■ **Exercise directions**:
Every line of the data below should be written out word for word.

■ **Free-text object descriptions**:
^^^^^^^^^^^^^^^^

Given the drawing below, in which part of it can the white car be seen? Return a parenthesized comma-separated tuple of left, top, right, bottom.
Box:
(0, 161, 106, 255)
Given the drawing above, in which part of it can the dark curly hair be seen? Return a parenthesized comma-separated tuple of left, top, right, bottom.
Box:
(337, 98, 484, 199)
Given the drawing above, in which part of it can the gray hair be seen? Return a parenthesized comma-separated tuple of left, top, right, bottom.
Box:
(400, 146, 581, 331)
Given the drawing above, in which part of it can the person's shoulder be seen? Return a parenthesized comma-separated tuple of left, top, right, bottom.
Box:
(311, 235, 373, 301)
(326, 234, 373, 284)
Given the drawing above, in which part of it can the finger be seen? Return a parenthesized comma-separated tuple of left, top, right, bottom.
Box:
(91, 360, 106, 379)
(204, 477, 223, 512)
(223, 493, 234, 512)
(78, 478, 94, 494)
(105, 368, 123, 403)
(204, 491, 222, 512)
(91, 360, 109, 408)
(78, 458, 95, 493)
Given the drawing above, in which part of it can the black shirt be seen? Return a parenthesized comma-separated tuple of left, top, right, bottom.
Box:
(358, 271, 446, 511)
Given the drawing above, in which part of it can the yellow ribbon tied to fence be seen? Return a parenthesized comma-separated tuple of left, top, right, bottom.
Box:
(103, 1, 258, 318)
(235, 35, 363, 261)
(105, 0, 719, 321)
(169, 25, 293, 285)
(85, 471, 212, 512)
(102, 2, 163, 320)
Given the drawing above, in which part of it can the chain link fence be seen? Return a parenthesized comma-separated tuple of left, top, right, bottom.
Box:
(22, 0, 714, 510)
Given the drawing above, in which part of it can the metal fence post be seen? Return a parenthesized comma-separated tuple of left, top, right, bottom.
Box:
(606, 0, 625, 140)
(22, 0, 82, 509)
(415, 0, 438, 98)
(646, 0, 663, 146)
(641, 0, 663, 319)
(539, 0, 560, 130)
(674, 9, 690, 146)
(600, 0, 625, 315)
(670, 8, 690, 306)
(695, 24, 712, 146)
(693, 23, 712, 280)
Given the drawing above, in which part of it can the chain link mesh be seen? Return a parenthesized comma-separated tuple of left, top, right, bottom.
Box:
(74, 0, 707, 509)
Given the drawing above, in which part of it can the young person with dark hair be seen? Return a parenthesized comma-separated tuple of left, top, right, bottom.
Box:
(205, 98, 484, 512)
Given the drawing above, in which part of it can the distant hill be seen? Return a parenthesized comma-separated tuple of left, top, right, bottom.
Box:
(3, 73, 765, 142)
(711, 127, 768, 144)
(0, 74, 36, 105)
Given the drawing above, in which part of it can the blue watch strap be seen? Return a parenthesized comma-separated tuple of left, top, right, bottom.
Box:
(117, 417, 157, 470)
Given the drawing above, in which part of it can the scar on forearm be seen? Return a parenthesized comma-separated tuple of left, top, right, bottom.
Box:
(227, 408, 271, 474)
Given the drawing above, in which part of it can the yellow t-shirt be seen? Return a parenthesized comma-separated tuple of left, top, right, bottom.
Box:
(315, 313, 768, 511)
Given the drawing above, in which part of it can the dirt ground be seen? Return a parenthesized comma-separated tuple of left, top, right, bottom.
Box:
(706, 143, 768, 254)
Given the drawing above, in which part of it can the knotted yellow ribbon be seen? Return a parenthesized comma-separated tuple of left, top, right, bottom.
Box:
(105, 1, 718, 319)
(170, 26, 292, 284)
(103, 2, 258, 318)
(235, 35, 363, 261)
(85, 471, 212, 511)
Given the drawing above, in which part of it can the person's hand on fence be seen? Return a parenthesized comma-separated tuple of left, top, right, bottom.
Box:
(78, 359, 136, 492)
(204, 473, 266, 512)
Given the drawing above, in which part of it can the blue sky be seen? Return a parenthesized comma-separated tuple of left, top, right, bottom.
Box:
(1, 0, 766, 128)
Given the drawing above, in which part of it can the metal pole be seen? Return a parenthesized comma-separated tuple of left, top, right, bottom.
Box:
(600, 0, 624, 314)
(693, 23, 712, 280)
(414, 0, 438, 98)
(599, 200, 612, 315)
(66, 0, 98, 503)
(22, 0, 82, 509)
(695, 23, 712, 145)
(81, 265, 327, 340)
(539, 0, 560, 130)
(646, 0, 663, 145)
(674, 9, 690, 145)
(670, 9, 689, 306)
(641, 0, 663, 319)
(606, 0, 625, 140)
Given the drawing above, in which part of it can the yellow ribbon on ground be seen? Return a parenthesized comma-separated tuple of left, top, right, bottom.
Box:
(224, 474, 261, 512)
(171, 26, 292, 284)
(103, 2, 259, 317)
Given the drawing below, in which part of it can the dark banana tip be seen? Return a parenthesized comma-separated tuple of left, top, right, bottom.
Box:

^^^^^^^^^^^^^^^^

■ **Written response**:
Given the drawing below, in which part of it can the white car be seen? Return a parenthesized comma-separated tuple of left, top, right, bottom.
Box:
(0, 161, 106, 255)
Given the drawing above, in which part of it can the dark curly hair be seen? Return a parenthesized comma-separated tuple of left, top, right, bottom.
Box:
(337, 98, 484, 199)
Given the drawing above, in which part of it can the gray hair be seen? Return a parenthesized comma-separated tuple of left, top, right, bottom.
Box:
(400, 146, 581, 331)
Given the drawing above, in which part of it can the person's shoulder be seen? Return a parenthesized comma-separated tuple of left, top, right, bottom.
Box:
(311, 235, 373, 301)
(326, 234, 373, 284)
Given the drawing above, in which part of it can the finger be seen? Return a parenthesized comma-separated tuple of left, top, right, bottom.
Box:
(91, 360, 106, 379)
(204, 477, 223, 512)
(223, 493, 234, 512)
(78, 478, 94, 494)
(105, 368, 123, 403)
(204, 491, 222, 512)
(91, 360, 109, 408)
(78, 458, 95, 493)
Given the drawing above, in which part of it can the black shirt be seen? Return a parenthesized comma-separated tuple of left, top, right, bottom.
Box:
(358, 271, 446, 511)
Given the drawing above, in which part of it can the yellow ribbon tied to fence be seen? Return a parenthesized comma-separated tuple of left, top, right, bottom.
Box:
(103, 1, 258, 318)
(235, 35, 363, 261)
(105, 0, 719, 321)
(169, 25, 293, 285)
(85, 471, 212, 512)
(102, 2, 163, 320)
Given the drawing above, in which part of it can the chain link fence be seen? Return a parenthesized comma-separated tuple of left, top, right, bottom.
Box:
(22, 0, 714, 510)
Given the drawing above, in which part of it can the metal fence post be seen? Return a parenthesized comma-separated tuple of left, top, right, bottom.
Box:
(606, 0, 625, 140)
(22, 0, 82, 509)
(415, 0, 438, 98)
(646, 0, 663, 146)
(641, 0, 663, 319)
(539, 0, 560, 130)
(674, 9, 690, 146)
(600, 0, 625, 315)
(670, 8, 690, 306)
(695, 24, 712, 146)
(693, 23, 712, 280)
Given the drawing above, in which part of it can the chain link mesh be seen? Return a parenthesized comma-separated tuple of left, top, right, bottom.
Box:
(74, 0, 707, 509)
Given the drawing above, in which part of it can the young person with dark hair be seen? Return a parenthesized comma-separated tuple of left, top, right, bottom.
Box:
(205, 98, 484, 512)
Given the drawing above, in which part of it can the distant hill be seen? Return a parenthesized comma-separated tuple of left, top, right, bottom.
Box:
(3, 73, 765, 142)
(711, 127, 768, 144)
(0, 74, 36, 105)
Given the drawing above, in which part of it can the blue watch strap be seen? Return a parenthesized comma-separated tuple of left, top, right, bottom.
Box:
(117, 417, 157, 470)
Given the drawing above, in which part of it can the scar on forearm be seen? Return a parenthesized comma-separated tuple of left, top, right, bottom.
Box:
(227, 408, 271, 474)
Given the drawing above, in which part of it can the yellow t-shirt be seen? Return a parenthesized comma-separated tuple of left, top, right, bottom.
Box:
(315, 313, 768, 511)
Given the drawing above, in which part of it can the dirt ground be seen? Return a parenthesized comma-separated tuple of left, top, right, bottom.
Box:
(706, 143, 768, 254)
Given the drawing above, in which part of it can the knotted yellow ribbon be seen? Return a parenthesized comma-separated tuple of left, top, right, bottom.
Box:
(105, 1, 718, 319)
(170, 26, 292, 284)
(103, 2, 258, 318)
(235, 35, 363, 261)
(85, 471, 212, 511)
Given the drawing above, in which part of it can the person's hand on fence be seen? Return a parenthesized comma-separated tuple of left, top, right, bottom.
Box:
(78, 359, 136, 492)
(204, 473, 266, 512)
Given the drawing above, in which part of it can the blue sky be seen? Return a parenthesized comma-separated tuple of left, top, right, bottom.
Box:
(1, 0, 766, 128)
Given the drawing above, in which part of it can the metal pole be seen? Return a parenthesized comma-separated tuple of left, top, right, bottom.
Box:
(600, 0, 624, 314)
(693, 23, 712, 280)
(414, 0, 438, 98)
(599, 200, 612, 315)
(66, 0, 98, 503)
(22, 0, 82, 509)
(695, 23, 712, 145)
(81, 265, 327, 340)
(539, 0, 560, 130)
(646, 0, 663, 145)
(674, 9, 690, 145)
(670, 9, 689, 306)
(641, 0, 663, 319)
(606, 0, 625, 140)
Given the drawing above, in which part of it can the yellow ribbon on ground be seen? Return a parenthesized comma-separated tuple of left, top, right, bottom.
Box:
(224, 474, 261, 512)
(171, 26, 292, 284)
(103, 2, 259, 317)
Given the drawing below, in which part of it can the dark banana tip be seen? Return a parenthesized comma-separated tuple of left, top, right, bottom.
Box:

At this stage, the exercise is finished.